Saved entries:
========================================

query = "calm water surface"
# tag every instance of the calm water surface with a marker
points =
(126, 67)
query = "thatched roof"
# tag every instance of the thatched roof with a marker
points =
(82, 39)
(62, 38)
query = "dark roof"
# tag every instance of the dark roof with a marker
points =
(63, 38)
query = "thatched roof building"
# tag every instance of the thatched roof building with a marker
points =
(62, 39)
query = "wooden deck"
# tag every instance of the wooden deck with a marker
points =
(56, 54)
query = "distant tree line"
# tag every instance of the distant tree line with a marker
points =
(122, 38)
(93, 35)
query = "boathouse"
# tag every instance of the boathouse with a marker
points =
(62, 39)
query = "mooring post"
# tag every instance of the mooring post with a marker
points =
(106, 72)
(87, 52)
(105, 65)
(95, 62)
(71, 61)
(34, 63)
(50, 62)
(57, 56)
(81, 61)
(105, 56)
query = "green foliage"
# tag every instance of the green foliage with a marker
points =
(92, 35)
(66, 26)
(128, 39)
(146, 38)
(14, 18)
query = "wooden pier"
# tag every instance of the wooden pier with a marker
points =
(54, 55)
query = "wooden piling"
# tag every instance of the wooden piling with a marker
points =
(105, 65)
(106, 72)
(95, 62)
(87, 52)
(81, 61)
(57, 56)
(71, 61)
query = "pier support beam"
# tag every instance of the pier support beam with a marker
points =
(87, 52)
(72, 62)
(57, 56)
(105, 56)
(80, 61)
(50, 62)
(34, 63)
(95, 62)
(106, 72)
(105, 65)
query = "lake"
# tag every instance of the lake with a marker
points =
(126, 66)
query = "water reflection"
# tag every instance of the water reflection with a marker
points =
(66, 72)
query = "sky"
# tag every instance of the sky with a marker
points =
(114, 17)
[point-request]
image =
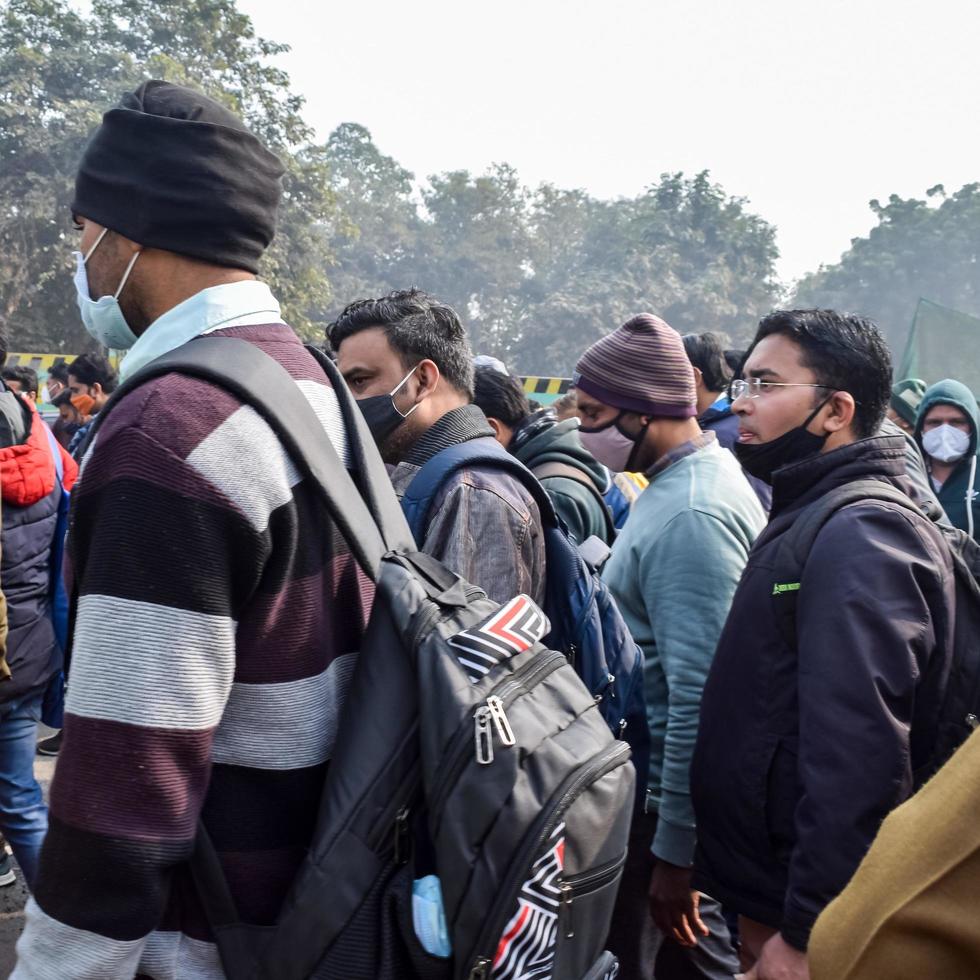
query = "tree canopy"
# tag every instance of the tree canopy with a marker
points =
(927, 248)
(538, 274)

========================================

### ASSIGNMENT
Pull out all lines containing the word "distant" from the entries above.

### ANSWER BOX
query = "distant tree line"
# tag every instance of the distant tree line with a marker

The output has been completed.